**AIM OF THE TASK:**
Please continue the passage on Enbridge and the anniversary of the spill, picking up right after its last sentence.

**SELECTED PASSAGE:**
______________________________

To commemorate this day, various news outlets are looking Back. Most notably, Pulitzer Prize-winning journalist Dave Hasemyer of Inside Climate News (we’re so glad he’s back!) has an excellent, lengthy article this morning that everyone should (and will) be reading. We make a brief appearance, as do our friends Steve Hamilton, Deb Miller, and Dave Gallagher. But the money quote comes Robert LaForge, whose property next to Talmadge Creek was affected by the spill so badly that he had to sell it to Enbridge– for far less than a fair price, in his view.
LaForge’s message for Enbridge? “Go to hell.”
Over at Michigan Radio, there’s an informative interview with Lindsey Smith. As always, she’s knowledgeable and clear.
Up in Canada, Brenda Gouglas is also looking back on the past three years. Having observed Enbridge’s actions since the spill, she’s wary of their rhetoric meant to assure Canadians about the Northern Gateway Project. In her fine piece this morning in the Vancouver Observer, she asks, “Can Enbridge be trusted.” Guess what the evidence suggests.
One last item of note: the Comstock Township Planning Commission will consider Enbridge’s permit tonight. You can bet Larry Bell and plenty of others will be there to urge the commissioners to deny it. They’re expecting a full house. Wish we could attend!
(Not so) Happy Anniversary!
There’s been some VERY interesting news this week and, we’re happy to report, some of it quite good or at least very intriguing. A couple of days ago, we linked to the many news reports telling of the bold action taken by the committed members of the Michigan Coalition Against Tar Sands (MI CATS).

______________________________

**ENTRIES PROVIDED:**

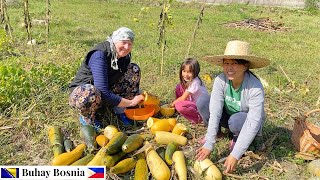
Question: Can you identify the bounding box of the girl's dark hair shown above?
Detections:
[235,59,259,79]
[179,58,202,89]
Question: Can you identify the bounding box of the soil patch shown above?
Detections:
[225,18,289,32]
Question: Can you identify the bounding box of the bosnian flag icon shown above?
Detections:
[88,168,105,179]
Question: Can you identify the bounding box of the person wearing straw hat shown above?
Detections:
[69,27,144,130]
[196,40,270,173]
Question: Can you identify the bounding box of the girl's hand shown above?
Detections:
[223,155,238,173]
[196,147,211,161]
[130,94,144,106]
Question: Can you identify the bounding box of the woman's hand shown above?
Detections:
[223,155,238,173]
[196,147,211,161]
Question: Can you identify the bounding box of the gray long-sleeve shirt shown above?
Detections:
[203,72,265,160]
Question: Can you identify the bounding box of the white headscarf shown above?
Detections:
[107,27,134,70]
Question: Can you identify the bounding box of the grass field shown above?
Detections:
[0,0,320,179]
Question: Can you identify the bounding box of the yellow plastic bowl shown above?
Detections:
[160,104,175,117]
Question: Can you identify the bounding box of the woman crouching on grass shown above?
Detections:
[69,27,144,130]
[196,41,269,173]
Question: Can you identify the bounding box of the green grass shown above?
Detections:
[0,0,320,179]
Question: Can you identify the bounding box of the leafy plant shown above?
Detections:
[305,0,320,14]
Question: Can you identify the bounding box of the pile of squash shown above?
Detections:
[49,117,222,180]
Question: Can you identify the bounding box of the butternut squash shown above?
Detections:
[172,151,187,180]
[150,118,177,134]
[110,158,137,174]
[164,142,178,165]
[51,144,86,166]
[145,142,171,180]
[134,153,148,180]
[122,134,143,153]
[87,147,107,166]
[70,154,94,166]
[172,123,187,136]
[101,151,127,168]
[96,134,109,147]
[154,131,188,146]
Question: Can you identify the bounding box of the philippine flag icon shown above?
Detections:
[88,168,104,178]
[1,168,19,178]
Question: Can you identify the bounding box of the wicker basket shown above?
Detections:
[291,109,320,154]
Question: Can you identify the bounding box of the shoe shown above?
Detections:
[229,136,238,151]
[117,113,133,126]
[199,136,207,145]
[79,116,102,132]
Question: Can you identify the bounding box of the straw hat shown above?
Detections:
[203,40,270,69]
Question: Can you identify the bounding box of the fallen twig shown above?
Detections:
[0,126,13,130]
[279,65,294,85]
[250,174,269,180]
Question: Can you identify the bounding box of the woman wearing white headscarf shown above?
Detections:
[69,27,144,128]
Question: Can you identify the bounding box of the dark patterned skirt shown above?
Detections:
[69,63,141,124]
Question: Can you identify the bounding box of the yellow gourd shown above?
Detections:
[145,142,171,180]
[87,147,107,166]
[96,134,109,147]
[110,158,137,174]
[194,159,222,180]
[150,118,177,134]
[154,131,188,146]
[172,151,187,180]
[51,144,86,166]
[134,153,148,180]
[172,123,187,136]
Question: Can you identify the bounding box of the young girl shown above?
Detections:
[171,58,210,125]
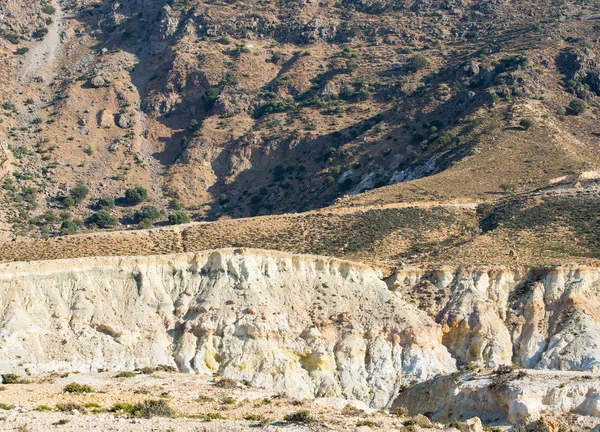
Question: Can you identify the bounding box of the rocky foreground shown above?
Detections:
[0,369,455,432]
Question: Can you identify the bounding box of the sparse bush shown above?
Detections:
[62,197,75,207]
[215,378,238,389]
[283,410,313,423]
[56,402,86,413]
[63,383,94,393]
[69,183,90,204]
[169,211,192,225]
[133,399,175,418]
[97,196,115,210]
[138,219,154,229]
[35,405,54,411]
[125,186,148,205]
[407,54,429,72]
[42,5,56,15]
[569,99,587,115]
[60,220,79,235]
[52,419,71,426]
[2,374,23,384]
[519,118,535,130]
[202,87,221,111]
[133,206,160,223]
[88,210,118,228]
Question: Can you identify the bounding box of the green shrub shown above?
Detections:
[202,87,221,111]
[52,419,71,426]
[138,219,154,229]
[407,54,429,72]
[69,183,90,204]
[283,410,313,423]
[188,119,200,132]
[60,220,79,235]
[214,378,238,389]
[42,5,56,15]
[109,402,135,416]
[56,402,86,413]
[63,383,94,393]
[134,399,175,418]
[169,211,192,225]
[569,99,587,115]
[35,405,54,411]
[2,374,23,384]
[63,197,75,207]
[125,186,148,205]
[171,198,183,210]
[519,118,535,130]
[88,210,118,228]
[133,206,160,222]
[97,196,115,210]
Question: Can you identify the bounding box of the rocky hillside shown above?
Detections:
[0,0,599,243]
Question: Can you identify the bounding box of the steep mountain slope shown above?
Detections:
[0,1,598,243]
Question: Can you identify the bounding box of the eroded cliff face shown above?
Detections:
[0,250,456,407]
[388,267,600,371]
[394,370,600,430]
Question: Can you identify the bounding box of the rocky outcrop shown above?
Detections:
[388,267,600,371]
[0,250,455,407]
[394,371,600,430]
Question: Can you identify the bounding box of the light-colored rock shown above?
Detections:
[0,250,455,407]
[98,109,115,127]
[90,75,106,88]
[393,370,600,427]
[463,417,483,432]
[388,267,600,371]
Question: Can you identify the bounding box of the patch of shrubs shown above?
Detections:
[169,211,192,225]
[63,383,94,393]
[283,410,314,423]
[110,399,175,418]
[88,210,119,228]
[125,186,148,205]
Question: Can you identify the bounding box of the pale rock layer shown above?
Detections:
[387,267,600,371]
[393,370,600,430]
[0,249,456,407]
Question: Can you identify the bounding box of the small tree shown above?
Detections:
[69,183,90,204]
[519,118,534,130]
[89,210,117,228]
[125,186,148,205]
[202,87,221,111]
[408,54,429,72]
[569,99,587,115]
[63,197,75,207]
[133,206,160,223]
[169,212,192,225]
[60,219,79,235]
[138,219,153,229]
[98,197,115,210]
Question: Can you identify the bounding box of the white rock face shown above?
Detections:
[388,267,600,371]
[0,250,456,407]
[394,370,600,430]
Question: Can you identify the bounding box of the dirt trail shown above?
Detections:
[19,0,64,84]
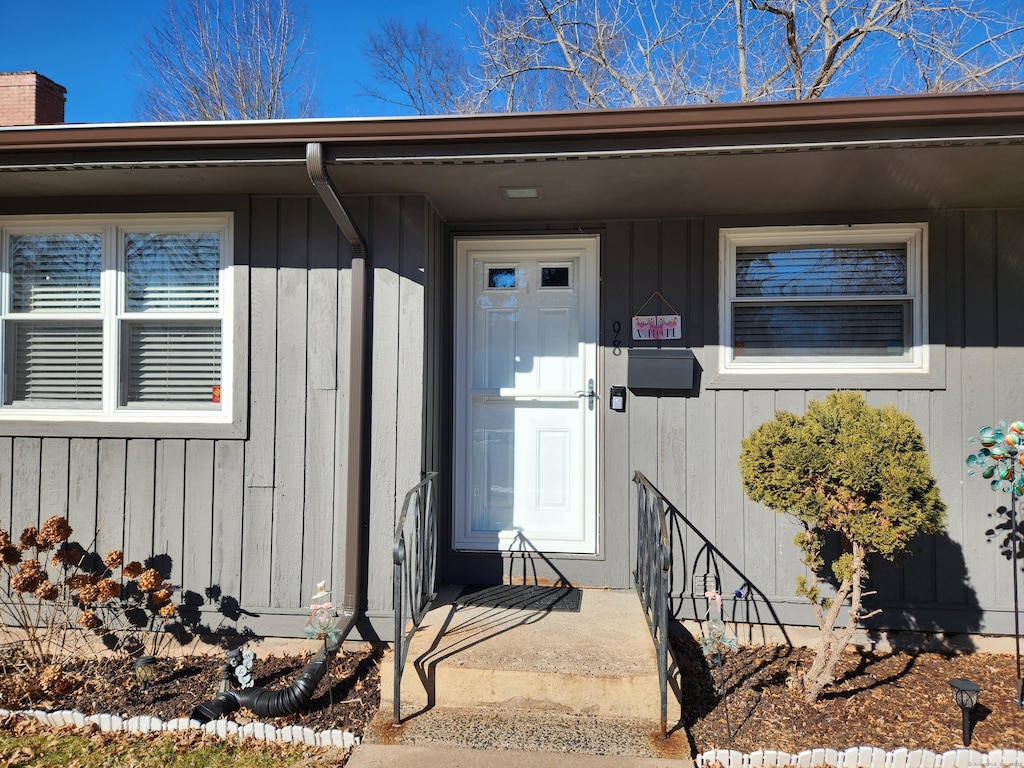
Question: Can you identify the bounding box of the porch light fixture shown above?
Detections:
[949,678,981,746]
[501,186,541,200]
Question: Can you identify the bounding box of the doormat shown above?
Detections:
[456,584,583,613]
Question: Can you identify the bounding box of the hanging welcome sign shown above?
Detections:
[633,291,683,341]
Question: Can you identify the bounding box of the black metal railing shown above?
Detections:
[394,472,437,723]
[633,472,672,738]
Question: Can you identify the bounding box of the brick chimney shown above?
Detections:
[0,72,68,126]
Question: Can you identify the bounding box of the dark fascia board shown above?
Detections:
[0,91,1024,152]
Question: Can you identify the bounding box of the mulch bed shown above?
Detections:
[675,641,1024,754]
[0,650,380,735]
[0,641,1024,753]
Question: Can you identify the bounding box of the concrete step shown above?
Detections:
[347,743,693,768]
[350,708,691,768]
[381,588,660,723]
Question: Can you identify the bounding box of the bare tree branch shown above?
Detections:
[368,0,1024,112]
[134,0,315,121]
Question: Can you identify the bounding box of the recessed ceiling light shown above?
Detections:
[501,186,541,200]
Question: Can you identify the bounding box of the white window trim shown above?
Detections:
[0,212,236,425]
[711,223,932,378]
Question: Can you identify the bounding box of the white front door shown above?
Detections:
[453,237,598,553]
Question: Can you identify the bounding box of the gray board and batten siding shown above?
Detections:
[0,189,1024,639]
[439,210,1024,637]
[0,197,440,637]
[601,210,1024,634]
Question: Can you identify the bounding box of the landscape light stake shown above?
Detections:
[965,421,1024,717]
[949,678,978,746]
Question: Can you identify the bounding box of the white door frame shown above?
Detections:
[452,236,601,555]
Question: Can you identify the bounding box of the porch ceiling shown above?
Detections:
[0,140,1024,223]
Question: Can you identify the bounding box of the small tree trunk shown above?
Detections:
[804,542,867,703]
[804,627,853,703]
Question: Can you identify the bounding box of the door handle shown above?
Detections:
[577,379,600,411]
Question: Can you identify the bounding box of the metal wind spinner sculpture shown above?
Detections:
[967,421,1024,712]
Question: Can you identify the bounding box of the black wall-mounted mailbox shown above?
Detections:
[626,348,695,390]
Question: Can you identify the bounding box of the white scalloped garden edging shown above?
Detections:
[0,710,359,750]
[695,746,1024,768]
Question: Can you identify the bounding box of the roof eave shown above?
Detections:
[6,91,1024,151]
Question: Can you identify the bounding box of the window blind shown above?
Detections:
[123,322,221,403]
[10,233,102,312]
[125,232,220,312]
[736,244,907,297]
[6,322,103,403]
[732,302,910,357]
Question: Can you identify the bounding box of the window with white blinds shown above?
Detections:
[0,215,230,420]
[720,224,926,373]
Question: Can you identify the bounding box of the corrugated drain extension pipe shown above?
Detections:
[193,142,368,723]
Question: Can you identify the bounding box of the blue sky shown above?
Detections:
[0,0,467,123]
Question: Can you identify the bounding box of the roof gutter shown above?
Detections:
[306,142,369,642]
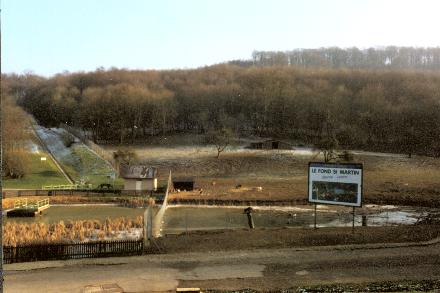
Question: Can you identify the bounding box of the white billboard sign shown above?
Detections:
[308,162,363,207]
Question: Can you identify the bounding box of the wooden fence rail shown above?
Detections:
[3,239,151,264]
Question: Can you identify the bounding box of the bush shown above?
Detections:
[61,131,75,148]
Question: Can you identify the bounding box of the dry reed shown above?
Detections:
[3,216,143,246]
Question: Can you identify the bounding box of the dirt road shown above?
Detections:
[5,243,440,292]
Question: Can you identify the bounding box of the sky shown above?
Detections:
[1,0,440,76]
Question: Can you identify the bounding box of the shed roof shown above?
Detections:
[119,164,157,179]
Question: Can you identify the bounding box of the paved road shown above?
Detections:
[5,244,440,292]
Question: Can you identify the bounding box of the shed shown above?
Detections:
[173,177,194,191]
[119,164,157,191]
[249,139,293,150]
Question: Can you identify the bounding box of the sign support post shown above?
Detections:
[351,207,355,233]
[313,203,317,229]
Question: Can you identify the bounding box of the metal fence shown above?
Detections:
[3,239,152,264]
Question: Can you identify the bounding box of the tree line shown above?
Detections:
[230,46,440,70]
[3,64,440,156]
[1,80,32,178]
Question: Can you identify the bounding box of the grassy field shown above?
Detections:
[102,139,440,206]
[3,151,69,189]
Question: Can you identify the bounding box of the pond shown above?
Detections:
[4,205,434,234]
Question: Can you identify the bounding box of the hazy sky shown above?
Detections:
[1,0,440,76]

______________________________

**WRITTEN RESPONSE:**
Well, today, reports say that Enbridge plans to beef up its security in response. As always, Enbridge spokesman Jason Manshum is on the case, ready with more vapid, equivocal statements:
“We are looking at around the clock, 24/7 security,” he said. “When you think about it, you are talking about people’s safety on the site. You are also talking about the integrity of that pipeline.”
But much more interesting than Enbridge’s security measures is the news from Comstock Township. As we reported a couple of weeks ago, Larry Bell of Bell’s Brewery– makers of our favorite beers, Bell’s Two-Hearted Ale and Oberon Ale (the perfect summer beer)– is, like others in Comstock, mighty unhappy with Enbridge’s latest plans for their continued dredging of the Kalamazoo River. This week, Bell’s filed a lawsuit against Enbridge and a developer with whom Enbridge has a lease agreement. MiLive has the story here. According to the suit, Enbridge’s plan:
will “release pollution, hazardous substances, odor, dust and particulate” which could negatively impact brewery operations.
The complaint alleges Enbridge violated condominium covenants by failing to submit a site plan application before installing equipment. It also alleges that CCP, as developer of the commerce park, violated the Michigan Condominium Act by failing to disclose to the condominium association its intent to lease property to Enbridge.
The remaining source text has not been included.